··· Given data
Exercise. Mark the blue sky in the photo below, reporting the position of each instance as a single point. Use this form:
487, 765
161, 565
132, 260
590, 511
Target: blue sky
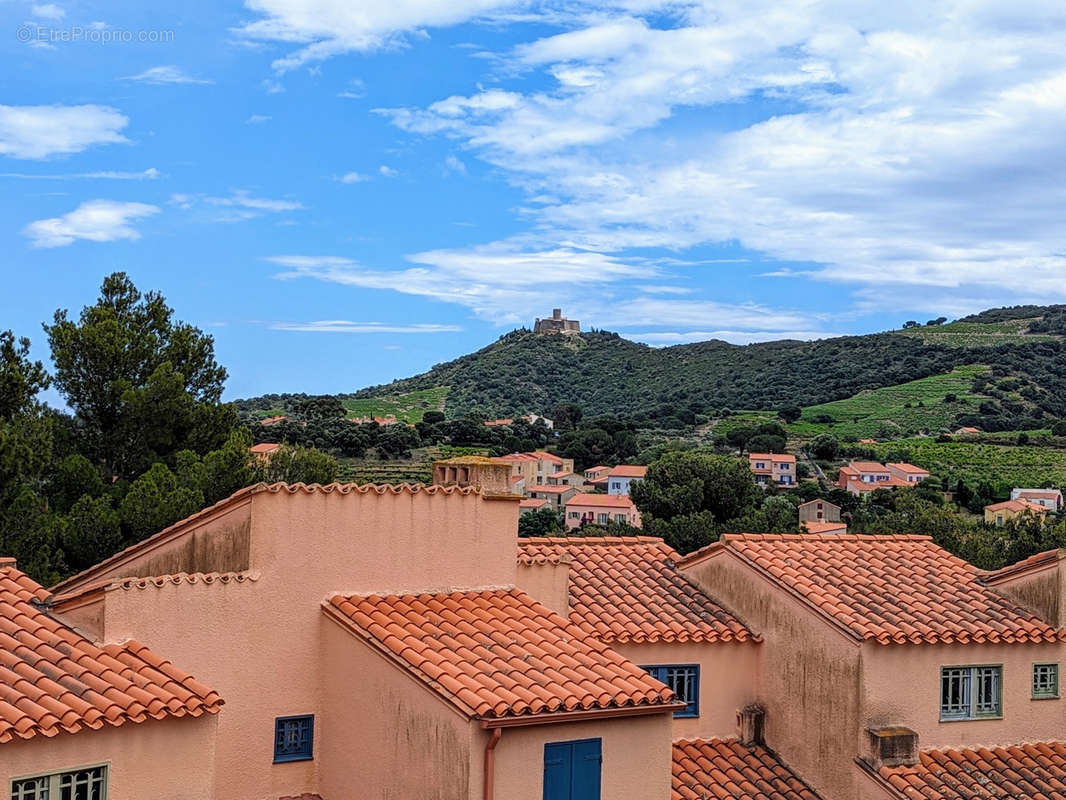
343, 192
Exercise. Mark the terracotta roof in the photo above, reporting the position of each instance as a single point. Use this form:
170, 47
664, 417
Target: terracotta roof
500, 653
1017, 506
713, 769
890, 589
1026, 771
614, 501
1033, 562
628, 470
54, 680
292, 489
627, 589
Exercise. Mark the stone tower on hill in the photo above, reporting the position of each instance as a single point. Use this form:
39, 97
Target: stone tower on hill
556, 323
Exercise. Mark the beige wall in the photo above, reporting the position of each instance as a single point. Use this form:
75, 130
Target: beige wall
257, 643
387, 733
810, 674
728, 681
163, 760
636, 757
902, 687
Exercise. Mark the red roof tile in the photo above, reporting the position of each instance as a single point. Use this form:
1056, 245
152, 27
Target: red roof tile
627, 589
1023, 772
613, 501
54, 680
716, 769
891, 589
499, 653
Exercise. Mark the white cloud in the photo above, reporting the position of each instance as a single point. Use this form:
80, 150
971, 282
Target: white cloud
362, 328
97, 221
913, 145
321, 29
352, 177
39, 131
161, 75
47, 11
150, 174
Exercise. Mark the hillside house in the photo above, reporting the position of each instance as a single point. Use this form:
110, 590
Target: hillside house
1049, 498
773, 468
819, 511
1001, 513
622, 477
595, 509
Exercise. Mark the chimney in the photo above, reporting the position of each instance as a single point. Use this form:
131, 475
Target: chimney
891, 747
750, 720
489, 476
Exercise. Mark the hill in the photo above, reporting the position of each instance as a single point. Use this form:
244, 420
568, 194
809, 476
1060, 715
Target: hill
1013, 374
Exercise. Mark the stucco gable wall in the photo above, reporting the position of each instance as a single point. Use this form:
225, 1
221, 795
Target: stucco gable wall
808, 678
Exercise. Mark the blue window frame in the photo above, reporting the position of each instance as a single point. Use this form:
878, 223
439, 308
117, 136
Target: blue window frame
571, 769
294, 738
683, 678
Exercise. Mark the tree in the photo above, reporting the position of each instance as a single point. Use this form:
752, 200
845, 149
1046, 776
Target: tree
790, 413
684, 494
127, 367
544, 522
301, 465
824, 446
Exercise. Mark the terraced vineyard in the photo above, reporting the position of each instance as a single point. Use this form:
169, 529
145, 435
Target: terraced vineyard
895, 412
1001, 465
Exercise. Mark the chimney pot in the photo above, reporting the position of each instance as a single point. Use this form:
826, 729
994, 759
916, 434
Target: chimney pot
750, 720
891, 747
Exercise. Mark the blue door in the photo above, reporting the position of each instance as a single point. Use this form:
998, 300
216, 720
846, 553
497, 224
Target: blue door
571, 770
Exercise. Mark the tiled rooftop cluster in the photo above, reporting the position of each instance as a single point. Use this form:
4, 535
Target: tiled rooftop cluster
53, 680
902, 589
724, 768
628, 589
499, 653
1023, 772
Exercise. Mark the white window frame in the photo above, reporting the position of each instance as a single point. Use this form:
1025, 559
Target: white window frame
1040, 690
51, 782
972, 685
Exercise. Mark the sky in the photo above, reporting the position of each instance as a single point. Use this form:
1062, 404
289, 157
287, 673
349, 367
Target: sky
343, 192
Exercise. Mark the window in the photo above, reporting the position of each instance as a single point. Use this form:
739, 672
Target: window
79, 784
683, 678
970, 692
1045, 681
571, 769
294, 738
······
··· Given data
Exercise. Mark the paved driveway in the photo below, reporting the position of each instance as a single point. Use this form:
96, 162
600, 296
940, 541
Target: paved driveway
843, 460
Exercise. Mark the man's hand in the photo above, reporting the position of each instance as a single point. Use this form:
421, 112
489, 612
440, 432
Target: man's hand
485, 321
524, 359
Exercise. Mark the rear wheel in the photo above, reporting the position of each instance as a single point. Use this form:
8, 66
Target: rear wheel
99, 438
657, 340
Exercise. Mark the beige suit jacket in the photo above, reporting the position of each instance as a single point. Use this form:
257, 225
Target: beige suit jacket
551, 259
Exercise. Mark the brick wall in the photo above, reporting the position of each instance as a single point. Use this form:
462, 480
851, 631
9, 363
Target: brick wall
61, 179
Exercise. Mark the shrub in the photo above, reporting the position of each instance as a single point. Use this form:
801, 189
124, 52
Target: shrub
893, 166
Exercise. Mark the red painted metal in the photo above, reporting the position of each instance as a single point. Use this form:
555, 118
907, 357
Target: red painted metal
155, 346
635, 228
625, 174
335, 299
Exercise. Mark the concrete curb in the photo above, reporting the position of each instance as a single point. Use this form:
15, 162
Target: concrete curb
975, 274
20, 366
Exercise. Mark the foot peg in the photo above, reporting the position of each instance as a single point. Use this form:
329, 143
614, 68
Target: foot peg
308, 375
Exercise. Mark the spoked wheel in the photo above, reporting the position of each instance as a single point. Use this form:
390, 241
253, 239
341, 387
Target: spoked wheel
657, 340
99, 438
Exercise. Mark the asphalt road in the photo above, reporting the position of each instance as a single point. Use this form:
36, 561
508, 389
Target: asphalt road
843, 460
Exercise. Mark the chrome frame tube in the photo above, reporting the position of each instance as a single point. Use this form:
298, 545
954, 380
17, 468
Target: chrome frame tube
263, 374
······
* The problem *
Show all lines in the records above that hold "below".

* Response to the task *
Exercise. Mark the blue sky in the photo below, reporting the position of each instance as a single point. Use this form:
Exercise. Mark the paved driveway in the photo below, reporting the position of each instance as a single point. Use this form:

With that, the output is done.